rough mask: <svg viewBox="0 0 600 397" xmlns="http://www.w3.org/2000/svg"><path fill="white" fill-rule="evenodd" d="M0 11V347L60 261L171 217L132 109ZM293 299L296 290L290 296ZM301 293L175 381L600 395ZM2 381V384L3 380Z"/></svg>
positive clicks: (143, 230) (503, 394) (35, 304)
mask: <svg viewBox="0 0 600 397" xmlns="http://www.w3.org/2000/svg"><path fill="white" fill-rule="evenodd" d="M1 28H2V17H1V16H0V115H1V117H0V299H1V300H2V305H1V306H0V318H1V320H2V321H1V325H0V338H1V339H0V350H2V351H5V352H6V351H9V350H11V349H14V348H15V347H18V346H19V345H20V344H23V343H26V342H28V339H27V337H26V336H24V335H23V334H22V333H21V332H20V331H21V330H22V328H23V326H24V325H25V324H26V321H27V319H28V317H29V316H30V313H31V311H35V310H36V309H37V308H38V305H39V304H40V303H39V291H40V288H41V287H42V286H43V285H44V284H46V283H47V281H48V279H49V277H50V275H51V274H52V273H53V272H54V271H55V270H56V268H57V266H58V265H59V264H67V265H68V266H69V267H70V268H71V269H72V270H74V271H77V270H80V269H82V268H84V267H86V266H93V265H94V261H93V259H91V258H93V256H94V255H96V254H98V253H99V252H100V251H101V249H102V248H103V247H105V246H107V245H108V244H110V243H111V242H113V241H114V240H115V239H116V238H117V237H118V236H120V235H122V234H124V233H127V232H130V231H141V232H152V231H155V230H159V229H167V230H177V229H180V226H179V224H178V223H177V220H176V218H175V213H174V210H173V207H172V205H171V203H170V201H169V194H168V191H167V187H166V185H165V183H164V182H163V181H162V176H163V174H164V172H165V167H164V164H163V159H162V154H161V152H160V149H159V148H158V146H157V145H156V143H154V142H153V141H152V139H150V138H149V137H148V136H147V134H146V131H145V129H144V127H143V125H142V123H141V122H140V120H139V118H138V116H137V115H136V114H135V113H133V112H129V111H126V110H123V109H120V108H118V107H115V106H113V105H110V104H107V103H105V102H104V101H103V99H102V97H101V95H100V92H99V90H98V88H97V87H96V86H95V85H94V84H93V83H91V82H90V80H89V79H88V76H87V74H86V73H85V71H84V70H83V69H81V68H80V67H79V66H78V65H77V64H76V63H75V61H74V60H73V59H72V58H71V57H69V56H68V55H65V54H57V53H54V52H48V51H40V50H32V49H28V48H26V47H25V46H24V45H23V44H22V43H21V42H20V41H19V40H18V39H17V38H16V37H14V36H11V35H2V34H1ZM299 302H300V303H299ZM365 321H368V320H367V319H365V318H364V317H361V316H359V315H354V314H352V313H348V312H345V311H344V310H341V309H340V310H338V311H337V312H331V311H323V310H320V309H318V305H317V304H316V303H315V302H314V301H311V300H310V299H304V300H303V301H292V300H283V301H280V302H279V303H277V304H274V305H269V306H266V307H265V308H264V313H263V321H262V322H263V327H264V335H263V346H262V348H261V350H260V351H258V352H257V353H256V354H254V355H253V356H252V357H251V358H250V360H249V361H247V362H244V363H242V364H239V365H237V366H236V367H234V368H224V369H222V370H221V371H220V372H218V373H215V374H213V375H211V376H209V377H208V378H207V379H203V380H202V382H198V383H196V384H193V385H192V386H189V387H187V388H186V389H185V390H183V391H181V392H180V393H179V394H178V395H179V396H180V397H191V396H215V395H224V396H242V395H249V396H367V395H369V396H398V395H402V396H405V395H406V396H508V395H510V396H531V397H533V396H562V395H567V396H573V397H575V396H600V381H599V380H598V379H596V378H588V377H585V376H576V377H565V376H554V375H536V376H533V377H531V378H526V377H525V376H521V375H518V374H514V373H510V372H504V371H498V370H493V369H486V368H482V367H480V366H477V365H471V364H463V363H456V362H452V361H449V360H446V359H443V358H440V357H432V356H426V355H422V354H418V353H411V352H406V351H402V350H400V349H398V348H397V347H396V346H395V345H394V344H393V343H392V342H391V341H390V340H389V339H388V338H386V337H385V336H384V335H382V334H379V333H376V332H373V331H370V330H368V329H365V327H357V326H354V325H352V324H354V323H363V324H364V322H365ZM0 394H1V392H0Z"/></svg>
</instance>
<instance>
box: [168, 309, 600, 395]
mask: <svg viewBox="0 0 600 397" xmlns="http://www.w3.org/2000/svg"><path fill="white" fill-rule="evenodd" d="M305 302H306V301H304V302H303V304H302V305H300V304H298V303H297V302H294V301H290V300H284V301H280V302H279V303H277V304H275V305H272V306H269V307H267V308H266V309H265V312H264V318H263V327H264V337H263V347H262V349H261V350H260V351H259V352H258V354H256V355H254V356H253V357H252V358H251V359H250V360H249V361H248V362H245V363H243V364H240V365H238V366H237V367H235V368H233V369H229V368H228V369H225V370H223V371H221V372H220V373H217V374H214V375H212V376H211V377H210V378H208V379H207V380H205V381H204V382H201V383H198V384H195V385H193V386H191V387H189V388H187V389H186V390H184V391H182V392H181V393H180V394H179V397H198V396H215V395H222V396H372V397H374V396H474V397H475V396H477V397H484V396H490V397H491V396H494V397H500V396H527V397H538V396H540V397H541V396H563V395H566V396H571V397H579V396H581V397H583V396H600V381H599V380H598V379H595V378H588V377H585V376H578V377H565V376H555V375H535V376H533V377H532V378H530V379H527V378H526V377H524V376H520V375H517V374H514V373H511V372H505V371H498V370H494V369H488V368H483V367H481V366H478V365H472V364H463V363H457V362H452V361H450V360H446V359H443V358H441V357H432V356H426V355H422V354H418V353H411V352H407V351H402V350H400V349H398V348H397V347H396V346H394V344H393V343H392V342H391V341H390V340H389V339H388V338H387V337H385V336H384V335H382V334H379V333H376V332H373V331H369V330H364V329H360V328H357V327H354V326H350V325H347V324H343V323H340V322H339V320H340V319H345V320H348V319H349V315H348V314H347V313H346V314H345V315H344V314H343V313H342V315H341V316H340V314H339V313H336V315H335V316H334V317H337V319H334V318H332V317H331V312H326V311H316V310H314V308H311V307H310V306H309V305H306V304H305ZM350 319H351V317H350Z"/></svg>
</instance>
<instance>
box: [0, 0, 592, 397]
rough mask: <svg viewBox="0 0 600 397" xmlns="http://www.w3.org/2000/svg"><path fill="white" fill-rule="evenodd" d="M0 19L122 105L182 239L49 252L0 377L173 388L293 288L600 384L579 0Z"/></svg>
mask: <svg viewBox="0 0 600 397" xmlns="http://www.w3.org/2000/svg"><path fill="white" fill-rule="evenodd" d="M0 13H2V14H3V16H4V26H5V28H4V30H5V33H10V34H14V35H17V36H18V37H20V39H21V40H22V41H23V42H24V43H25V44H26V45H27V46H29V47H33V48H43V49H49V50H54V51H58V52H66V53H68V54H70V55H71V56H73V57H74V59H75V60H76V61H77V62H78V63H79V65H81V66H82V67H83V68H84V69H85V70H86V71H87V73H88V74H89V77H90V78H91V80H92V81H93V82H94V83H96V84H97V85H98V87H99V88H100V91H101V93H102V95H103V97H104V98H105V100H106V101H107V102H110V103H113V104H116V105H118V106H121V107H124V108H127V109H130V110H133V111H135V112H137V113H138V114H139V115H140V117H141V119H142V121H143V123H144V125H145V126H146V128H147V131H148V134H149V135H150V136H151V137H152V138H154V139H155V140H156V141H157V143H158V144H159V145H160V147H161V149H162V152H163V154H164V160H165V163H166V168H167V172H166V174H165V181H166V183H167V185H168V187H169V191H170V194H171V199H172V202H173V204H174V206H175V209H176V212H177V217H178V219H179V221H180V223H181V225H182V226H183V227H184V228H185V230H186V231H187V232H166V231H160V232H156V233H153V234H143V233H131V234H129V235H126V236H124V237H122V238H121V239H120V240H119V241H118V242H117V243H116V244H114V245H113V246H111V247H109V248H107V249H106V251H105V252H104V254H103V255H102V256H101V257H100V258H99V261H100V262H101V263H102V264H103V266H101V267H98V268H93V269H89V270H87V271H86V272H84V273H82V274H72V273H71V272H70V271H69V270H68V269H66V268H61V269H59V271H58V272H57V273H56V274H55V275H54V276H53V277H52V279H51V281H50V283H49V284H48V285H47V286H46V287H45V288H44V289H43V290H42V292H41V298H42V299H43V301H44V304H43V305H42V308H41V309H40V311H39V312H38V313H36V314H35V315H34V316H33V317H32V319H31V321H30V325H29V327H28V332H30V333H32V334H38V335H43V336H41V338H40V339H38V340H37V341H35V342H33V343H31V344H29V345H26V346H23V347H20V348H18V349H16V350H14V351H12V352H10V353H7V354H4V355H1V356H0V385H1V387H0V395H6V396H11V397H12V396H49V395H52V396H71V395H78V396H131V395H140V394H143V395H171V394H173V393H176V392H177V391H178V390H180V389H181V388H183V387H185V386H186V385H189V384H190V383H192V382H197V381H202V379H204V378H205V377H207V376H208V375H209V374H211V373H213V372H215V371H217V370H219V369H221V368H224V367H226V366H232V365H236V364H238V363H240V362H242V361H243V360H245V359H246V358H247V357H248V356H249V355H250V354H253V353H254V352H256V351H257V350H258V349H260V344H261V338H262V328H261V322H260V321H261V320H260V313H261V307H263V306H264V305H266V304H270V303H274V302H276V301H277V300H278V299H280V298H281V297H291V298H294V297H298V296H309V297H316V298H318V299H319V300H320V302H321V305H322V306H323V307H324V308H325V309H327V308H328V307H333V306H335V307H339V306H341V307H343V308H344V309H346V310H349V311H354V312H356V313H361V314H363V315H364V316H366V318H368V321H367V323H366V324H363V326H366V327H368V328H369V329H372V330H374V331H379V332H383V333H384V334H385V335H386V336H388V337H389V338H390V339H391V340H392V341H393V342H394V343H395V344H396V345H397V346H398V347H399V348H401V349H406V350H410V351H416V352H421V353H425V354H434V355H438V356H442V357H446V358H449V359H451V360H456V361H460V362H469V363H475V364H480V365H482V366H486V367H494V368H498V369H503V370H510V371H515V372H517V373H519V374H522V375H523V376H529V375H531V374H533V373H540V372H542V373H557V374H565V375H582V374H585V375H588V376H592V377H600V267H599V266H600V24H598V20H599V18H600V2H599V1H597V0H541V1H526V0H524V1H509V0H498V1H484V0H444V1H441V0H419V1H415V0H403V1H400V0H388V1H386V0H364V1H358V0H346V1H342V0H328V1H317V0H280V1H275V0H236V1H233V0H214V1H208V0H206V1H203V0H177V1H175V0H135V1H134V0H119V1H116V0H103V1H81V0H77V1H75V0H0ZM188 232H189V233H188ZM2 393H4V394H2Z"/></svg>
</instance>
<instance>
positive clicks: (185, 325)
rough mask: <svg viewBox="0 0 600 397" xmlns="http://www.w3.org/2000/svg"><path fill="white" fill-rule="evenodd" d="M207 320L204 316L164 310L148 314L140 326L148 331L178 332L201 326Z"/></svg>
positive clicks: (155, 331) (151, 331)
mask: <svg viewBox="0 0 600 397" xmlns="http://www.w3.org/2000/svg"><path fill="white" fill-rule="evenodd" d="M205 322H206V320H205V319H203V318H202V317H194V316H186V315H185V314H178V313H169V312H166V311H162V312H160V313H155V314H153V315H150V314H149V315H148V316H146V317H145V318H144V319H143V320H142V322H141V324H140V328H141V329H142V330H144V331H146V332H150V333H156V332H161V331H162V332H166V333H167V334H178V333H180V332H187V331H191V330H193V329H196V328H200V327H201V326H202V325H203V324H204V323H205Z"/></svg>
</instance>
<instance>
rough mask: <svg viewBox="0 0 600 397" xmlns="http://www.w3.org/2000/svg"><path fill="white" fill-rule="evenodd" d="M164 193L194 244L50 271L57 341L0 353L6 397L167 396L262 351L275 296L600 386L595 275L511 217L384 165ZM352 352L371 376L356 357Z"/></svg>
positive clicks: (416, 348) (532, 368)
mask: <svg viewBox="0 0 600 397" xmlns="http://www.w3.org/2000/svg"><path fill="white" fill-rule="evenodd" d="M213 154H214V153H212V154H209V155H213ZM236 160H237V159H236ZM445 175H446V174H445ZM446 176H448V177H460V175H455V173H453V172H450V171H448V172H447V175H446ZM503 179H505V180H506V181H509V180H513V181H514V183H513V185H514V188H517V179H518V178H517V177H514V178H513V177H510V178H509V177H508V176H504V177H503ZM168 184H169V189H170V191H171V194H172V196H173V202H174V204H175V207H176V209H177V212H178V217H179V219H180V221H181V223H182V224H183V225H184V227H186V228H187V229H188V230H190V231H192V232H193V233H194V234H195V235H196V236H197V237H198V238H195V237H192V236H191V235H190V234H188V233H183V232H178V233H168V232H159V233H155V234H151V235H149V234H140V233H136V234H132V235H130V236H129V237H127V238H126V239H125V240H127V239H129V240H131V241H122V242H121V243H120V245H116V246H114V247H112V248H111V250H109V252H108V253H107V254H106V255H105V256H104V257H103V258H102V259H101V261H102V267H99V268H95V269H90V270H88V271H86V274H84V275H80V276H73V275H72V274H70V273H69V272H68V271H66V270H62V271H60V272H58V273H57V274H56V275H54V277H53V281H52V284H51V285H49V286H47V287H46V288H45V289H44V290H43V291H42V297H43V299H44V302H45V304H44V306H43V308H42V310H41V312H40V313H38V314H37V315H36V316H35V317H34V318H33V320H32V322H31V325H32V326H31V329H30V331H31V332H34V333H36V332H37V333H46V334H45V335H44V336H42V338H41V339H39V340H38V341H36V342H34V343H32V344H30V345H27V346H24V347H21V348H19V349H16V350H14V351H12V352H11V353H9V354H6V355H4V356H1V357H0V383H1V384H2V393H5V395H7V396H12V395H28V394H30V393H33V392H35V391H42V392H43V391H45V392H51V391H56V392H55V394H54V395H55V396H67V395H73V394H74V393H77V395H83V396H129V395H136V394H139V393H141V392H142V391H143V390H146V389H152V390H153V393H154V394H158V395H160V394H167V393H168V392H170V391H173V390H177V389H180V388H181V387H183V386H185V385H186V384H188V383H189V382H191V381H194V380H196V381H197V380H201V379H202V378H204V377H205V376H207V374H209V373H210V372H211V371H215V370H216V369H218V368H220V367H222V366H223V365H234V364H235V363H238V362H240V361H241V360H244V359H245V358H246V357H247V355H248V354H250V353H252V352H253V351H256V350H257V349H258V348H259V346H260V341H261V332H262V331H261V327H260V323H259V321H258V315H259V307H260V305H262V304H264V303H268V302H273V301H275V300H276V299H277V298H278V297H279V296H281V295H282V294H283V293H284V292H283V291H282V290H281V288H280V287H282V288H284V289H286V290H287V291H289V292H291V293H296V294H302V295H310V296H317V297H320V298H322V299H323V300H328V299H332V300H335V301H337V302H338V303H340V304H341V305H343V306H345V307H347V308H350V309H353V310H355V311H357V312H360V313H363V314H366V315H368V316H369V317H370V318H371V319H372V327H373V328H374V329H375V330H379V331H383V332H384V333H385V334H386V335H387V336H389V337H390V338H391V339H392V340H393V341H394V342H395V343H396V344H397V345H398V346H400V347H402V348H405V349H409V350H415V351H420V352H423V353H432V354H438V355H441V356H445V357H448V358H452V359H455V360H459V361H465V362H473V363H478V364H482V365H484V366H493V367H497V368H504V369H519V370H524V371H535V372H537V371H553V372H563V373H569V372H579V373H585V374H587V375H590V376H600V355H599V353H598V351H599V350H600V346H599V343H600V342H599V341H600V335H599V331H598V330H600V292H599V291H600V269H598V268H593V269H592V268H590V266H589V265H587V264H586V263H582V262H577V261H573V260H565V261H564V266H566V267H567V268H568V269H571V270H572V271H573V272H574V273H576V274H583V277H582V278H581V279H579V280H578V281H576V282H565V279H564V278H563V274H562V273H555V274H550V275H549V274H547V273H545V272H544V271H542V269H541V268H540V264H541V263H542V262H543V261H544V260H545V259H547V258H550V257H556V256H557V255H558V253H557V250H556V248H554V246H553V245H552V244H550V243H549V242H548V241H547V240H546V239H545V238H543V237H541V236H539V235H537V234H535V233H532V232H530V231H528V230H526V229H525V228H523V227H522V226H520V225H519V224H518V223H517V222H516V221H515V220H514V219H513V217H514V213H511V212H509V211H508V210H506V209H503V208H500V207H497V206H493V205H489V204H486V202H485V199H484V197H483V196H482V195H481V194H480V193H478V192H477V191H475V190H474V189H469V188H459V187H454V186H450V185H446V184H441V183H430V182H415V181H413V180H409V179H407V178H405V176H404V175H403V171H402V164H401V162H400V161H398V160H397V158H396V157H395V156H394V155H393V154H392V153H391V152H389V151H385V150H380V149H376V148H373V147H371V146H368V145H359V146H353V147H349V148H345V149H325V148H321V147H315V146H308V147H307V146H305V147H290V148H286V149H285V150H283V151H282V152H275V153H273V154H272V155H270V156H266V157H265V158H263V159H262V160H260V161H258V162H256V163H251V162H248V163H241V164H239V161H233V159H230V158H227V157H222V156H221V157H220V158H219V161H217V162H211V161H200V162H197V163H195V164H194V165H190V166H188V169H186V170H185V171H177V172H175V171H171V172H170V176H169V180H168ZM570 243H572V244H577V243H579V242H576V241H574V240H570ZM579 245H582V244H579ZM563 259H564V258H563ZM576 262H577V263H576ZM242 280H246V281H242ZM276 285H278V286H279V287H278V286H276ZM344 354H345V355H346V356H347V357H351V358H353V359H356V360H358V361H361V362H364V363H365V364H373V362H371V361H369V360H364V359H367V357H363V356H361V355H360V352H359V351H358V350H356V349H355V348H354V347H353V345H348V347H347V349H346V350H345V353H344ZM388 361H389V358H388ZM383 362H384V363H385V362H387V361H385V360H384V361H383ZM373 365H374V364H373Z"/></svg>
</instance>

- - -

__EXERCISE DIRECTIONS__. Which lines in the items above contain the string "positive"? Gather every such line and copy each one in full.

__TASK SOLUTION__.
positive clicks: (143, 230) (503, 394) (35, 304)
positive clicks: (185, 325)
positive clicks: (155, 331) (151, 331)
positive clicks: (416, 348) (532, 368)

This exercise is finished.